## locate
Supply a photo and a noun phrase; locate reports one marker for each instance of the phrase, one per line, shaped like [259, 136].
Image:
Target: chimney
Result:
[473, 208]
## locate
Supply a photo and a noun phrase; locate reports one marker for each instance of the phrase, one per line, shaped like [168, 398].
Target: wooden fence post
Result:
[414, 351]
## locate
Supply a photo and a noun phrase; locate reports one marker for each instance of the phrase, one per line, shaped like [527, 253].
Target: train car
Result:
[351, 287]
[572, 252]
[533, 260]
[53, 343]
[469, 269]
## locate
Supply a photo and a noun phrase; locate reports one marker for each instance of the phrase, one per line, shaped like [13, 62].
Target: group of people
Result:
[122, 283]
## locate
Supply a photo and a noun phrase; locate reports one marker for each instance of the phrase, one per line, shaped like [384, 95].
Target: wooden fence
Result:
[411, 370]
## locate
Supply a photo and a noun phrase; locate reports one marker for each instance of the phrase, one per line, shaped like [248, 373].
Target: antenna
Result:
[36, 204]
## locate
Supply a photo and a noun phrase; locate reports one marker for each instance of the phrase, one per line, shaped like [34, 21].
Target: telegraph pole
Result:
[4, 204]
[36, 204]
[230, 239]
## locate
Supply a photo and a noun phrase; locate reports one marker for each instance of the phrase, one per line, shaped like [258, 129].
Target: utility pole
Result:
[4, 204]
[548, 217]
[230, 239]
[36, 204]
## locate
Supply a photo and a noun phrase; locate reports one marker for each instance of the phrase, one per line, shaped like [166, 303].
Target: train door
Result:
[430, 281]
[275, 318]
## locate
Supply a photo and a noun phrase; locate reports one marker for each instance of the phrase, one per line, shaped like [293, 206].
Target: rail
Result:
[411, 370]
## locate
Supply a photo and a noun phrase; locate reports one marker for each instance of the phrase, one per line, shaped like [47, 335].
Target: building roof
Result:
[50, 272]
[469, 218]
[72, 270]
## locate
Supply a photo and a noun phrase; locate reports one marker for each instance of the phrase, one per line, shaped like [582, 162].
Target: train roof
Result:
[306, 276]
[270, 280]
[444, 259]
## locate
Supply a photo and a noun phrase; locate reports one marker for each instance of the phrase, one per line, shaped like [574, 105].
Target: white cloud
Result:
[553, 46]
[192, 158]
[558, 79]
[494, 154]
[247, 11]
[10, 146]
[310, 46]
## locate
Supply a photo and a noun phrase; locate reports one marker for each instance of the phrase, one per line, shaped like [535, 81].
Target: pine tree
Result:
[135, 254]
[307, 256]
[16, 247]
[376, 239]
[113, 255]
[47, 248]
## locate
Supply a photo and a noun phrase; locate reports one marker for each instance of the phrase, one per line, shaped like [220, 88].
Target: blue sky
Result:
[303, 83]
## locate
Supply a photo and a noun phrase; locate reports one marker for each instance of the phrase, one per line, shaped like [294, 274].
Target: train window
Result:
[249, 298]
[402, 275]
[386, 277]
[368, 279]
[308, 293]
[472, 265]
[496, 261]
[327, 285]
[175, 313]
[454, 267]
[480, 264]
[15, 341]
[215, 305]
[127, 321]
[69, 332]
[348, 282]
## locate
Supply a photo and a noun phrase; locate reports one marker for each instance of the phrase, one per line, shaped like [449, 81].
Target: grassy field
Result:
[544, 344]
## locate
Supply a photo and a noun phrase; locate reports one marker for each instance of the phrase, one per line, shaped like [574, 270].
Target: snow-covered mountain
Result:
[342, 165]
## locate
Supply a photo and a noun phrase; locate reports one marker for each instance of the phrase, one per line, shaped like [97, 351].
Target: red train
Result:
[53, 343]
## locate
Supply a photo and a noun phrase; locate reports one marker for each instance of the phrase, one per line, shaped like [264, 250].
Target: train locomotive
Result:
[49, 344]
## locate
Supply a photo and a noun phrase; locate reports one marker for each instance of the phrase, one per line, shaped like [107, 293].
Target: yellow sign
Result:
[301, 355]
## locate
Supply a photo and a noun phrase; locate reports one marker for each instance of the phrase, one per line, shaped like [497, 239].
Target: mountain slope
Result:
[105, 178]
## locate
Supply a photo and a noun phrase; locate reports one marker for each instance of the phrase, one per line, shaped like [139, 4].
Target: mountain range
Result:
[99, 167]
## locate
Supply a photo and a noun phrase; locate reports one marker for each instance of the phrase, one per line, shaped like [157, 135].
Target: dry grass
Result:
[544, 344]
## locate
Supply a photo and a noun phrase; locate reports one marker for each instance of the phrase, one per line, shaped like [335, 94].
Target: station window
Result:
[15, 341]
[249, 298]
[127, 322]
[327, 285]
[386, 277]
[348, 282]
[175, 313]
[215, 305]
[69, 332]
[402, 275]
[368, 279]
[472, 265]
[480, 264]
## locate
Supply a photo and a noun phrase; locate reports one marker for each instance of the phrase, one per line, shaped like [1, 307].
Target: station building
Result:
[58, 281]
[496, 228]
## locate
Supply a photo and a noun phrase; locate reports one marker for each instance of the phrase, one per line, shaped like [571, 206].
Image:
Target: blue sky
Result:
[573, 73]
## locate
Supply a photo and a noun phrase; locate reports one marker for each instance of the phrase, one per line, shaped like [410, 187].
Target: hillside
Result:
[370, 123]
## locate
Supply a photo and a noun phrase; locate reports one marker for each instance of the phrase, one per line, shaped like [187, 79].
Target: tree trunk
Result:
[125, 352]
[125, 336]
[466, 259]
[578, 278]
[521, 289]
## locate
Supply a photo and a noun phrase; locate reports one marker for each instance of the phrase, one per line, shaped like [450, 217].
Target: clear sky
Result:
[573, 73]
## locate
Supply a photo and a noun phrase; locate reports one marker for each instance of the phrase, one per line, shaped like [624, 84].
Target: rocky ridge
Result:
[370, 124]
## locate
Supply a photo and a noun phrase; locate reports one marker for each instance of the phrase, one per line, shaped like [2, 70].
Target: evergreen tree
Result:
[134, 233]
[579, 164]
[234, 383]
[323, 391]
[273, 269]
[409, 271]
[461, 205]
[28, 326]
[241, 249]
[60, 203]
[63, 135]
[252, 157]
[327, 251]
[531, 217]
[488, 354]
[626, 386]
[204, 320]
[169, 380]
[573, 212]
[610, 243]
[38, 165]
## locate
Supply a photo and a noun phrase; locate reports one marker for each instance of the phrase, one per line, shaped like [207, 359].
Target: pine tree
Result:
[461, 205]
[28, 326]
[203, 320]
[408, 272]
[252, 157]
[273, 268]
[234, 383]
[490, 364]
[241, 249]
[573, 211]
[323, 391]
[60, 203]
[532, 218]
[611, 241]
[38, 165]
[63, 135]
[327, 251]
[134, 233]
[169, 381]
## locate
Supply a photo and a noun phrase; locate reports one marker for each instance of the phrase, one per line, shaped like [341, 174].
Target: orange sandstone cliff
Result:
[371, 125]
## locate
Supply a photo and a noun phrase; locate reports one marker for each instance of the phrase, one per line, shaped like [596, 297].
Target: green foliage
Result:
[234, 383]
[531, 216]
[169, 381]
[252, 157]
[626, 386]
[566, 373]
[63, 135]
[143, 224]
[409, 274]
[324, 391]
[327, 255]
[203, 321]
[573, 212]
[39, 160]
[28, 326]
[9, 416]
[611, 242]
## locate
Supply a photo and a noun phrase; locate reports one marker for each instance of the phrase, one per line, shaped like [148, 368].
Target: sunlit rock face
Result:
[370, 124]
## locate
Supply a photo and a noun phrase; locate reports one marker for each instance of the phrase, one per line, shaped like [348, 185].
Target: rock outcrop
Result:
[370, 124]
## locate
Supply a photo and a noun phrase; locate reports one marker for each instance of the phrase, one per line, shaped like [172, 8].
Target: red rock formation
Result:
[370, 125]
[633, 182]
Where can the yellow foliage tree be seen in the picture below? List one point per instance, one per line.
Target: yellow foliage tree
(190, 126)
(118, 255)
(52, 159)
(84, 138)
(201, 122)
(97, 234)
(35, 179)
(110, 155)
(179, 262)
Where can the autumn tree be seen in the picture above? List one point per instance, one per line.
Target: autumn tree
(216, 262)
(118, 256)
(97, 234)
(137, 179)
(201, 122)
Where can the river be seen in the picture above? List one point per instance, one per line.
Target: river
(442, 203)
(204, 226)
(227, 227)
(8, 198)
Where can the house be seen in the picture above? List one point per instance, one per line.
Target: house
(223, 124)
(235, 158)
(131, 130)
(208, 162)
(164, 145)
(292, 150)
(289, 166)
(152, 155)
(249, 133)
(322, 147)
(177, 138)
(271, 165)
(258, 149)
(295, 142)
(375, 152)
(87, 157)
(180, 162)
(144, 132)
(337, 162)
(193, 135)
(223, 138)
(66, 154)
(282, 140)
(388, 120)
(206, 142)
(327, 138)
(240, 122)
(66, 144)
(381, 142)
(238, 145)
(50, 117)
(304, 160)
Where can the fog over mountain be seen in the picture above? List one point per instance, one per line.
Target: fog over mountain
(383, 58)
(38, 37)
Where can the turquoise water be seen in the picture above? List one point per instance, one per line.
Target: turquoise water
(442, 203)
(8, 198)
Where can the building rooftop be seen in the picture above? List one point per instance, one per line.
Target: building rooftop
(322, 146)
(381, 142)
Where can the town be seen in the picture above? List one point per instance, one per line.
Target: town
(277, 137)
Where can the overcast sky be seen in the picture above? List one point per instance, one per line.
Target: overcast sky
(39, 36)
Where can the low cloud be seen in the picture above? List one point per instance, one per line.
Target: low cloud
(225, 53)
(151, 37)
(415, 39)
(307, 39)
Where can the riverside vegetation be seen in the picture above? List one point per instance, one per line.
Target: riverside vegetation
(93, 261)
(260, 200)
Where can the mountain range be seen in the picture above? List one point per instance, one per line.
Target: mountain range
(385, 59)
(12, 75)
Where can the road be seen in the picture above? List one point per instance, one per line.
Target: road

--*--

● Exercise requirements
Reproduce the records word for word, starting with the line that contains "Where can the town" and going on through the end of the records, both ends included.

● Complete output
Where can the town be seen in the picture above? List one point per instance, one per line.
Target: town
(277, 137)
Where can the overcast sky be seen in the picture above? List one point per instance, one per line.
Target: overcast sky
(39, 36)
Where can the low cloud be seen in the picture above? List one point per instance, one per line.
Target: low cloud
(225, 53)
(151, 37)
(415, 39)
(307, 39)
Where can the riverside vegetation be seen in the picture above? List one point per instance, one per line.
Target: riverside vegetation
(93, 261)
(260, 200)
Where can the mountain range be seen in the picture above? List one point per instance, one per line.
Target: mountain range
(385, 59)
(12, 75)
Where can the road be seen in the picture above? List one point per instance, one per line.
Target: road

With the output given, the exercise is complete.